**Passage to read:**
┄┄┄┄┄┄┄┄┄┄┄┄┄┄┄┄┄┄┄┄
'Big Things' Grow In Ontario

Archived Backgrounder

'Big Things' Grow In Ontario

Ministry of Tourism, Culture and Sport

Across the province, there are many large and interesting statues, sculptures and art installations that celebrate the identity and history of the area in which they stand, including:

  • Canada Goose, Wawa -- marks the completion of the Trans-Canada Highway, linking Wawa to Sault Ste. Marie and Western Canada. Wawa is the Ojibway name for "Land of the Big Goose".
  • Huskie the Muskie, Kenora -- a Canadian Centennial project, the huskie is a symbol of the importance of the lake and its many qualities to the town.
  • Big Nickel, Sudbury -- the world's largest coin, the 1951 Canadian nickel commemorates where Sudbury's wealth came from, and is a lasting tribute to the men and women who mined and processed the minerals in the Sudbury Basin.
  • Winnie-the-Pooh, White River -- close to 100 years ago, the town residents bid farewell to the little black bear cub that would later become the inspiration for A.A. Milne's classic children stories, Winnie-the-Pooh.
┄┄┄┄┄┄┄┄┄┄┄┄┄┄┄┄┄┄┄┄
**What you have to do:** In the Ontario backgrounder, turn the item beginning "Big Nickel, Sudbury" into a brief list that keeps its main facts.

**Data extract:**
┄┄┄┄┄┄┄┄┄┄┄┄┄┄┄┄┄┄┄┄
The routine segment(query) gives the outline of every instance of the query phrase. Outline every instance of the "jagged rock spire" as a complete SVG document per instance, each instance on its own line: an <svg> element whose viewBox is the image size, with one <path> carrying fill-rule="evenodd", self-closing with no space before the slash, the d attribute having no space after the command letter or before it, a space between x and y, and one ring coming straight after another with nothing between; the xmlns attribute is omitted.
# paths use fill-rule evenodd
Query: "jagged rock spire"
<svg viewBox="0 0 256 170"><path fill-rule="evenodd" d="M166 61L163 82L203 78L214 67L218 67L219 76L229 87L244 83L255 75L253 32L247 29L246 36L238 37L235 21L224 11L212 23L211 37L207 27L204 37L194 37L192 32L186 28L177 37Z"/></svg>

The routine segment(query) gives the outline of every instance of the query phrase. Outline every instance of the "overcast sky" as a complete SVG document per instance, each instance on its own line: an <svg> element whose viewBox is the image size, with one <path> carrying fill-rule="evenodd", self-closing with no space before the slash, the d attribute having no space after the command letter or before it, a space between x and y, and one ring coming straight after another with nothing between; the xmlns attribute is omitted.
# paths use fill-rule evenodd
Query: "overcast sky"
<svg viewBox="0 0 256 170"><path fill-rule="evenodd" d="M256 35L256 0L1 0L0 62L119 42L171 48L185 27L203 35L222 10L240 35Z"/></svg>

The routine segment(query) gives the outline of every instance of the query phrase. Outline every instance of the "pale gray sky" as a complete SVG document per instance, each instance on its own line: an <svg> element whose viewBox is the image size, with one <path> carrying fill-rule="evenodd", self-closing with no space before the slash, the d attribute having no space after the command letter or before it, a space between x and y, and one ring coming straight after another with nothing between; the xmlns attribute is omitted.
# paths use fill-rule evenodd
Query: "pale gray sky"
┄┄┄┄┄┄┄┄┄┄┄┄┄┄┄┄┄┄┄┄
**Exercise output:**
- Big Nickel, in Sudbury
- The world's largest coin, a 1951 Canadian nickel
- Commemorates the source of Sudbury's wealth
- A lasting tribute to the men and women who mined and processed the minerals in the Sudbury Basin